Aim:
Rewrite all of the lines below without the pictures, and raise each x and y coordinate in the answer points by 149. Copy every other line unchanged.

------------------------------------

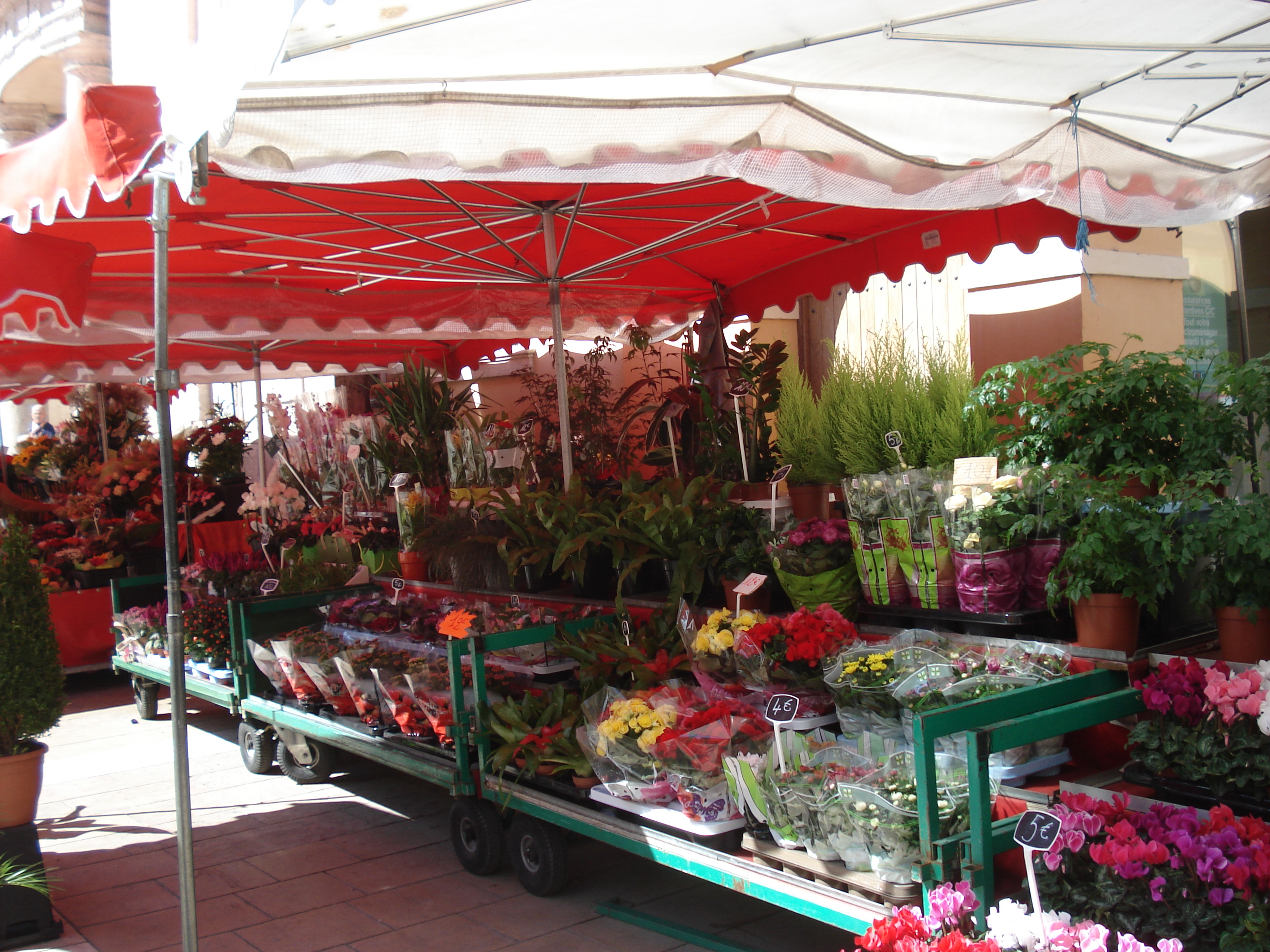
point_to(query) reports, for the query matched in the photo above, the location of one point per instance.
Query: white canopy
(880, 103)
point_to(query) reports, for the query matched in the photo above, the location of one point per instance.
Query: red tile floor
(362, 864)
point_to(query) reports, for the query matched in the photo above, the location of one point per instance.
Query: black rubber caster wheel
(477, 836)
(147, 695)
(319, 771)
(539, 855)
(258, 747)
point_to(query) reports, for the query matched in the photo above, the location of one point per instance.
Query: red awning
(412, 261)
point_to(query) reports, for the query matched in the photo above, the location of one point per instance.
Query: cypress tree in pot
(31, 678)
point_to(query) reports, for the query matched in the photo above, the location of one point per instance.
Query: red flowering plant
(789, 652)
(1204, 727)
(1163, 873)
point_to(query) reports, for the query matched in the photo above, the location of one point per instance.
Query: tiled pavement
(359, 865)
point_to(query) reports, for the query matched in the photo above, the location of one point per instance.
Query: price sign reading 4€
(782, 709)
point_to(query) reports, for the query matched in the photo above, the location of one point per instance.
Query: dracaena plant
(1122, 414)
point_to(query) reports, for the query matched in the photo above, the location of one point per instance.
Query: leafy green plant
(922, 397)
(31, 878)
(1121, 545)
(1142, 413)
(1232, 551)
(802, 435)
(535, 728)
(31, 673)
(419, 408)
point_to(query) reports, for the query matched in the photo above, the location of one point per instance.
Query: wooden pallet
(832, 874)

------------------------------------

Exercise answer:
point_to(query) reports, for the query matched in the photo above, the location of one point per instance.
Query: white canopy
(1029, 252)
point_to(query) reports, for the query matched in the photo above, the location of one point per instance.
Query: red tile floor
(511, 1013)
point_to(query) reports, for the query matched in the photo above, the location of one point per instance.
Query: black rubber caster wheel
(626, 985)
(296, 844)
(468, 920)
(688, 1004)
(407, 896)
point_to(query) reports, for the query matched in the photo above, the location of one point per instance.
Query: red awning
(561, 410)
point_to(query) reports, for the query matched in the photo above, the location of one point per instance.
Query: cypress tree in pot
(180, 827)
point_to(query) reports, for the query matched in the photo above, the location of one point per instance.
Query: red flowering plant
(938, 801)
(1353, 876)
(1312, 1022)
point_to(query) reports, for the query matched in the photo above, the location of one point per instance.
Query: tiled pavement
(508, 1014)
point_to(query) reports, for the query matched in the photo above, the location of one point per instance.
Query: price sign reading 4€
(931, 858)
point_to(query) reports, for the query matched in the photo above, the location of one point per instance.
Query: dracaena plant
(1271, 563)
point_to(query) reports, for the query matched in the photo above, the location of one point per instance.
Query: leafy green plant
(1071, 546)
(180, 1027)
(1270, 694)
(1291, 562)
(1381, 700)
(951, 584)
(684, 877)
(180, 822)
(568, 557)
point_to(query) reports, for the query matched in the photo above, the location of one point per instance.
Query: wooden pallet
(981, 1023)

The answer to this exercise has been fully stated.